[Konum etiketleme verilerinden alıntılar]

____

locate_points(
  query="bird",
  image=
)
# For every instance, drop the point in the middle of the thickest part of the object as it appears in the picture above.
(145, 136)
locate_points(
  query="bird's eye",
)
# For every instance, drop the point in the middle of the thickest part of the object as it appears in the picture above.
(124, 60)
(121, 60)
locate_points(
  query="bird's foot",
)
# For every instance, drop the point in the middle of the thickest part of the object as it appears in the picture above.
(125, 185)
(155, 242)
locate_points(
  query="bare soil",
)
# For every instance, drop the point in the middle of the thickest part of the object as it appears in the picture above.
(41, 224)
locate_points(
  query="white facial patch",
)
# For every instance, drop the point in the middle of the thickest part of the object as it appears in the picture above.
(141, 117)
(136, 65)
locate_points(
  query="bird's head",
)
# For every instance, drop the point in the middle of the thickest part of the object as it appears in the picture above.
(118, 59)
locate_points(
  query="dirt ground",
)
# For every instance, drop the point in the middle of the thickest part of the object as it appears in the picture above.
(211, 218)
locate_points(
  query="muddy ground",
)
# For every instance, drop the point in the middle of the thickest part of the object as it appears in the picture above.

____

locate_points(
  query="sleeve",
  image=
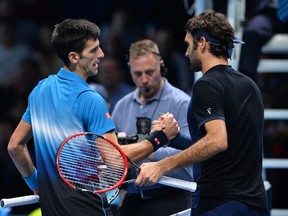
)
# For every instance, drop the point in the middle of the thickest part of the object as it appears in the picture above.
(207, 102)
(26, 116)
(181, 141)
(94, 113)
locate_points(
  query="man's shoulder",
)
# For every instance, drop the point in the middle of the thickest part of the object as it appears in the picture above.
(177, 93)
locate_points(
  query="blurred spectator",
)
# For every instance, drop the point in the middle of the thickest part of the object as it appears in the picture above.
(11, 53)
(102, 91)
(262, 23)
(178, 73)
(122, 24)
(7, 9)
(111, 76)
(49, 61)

____

§ Görev yönergesi
Yukarıdaki satırlardan kaçında "ground" kelimesi geçiyor? Yalnızca sayıyı yazın.

§ Tamamlanan görev
2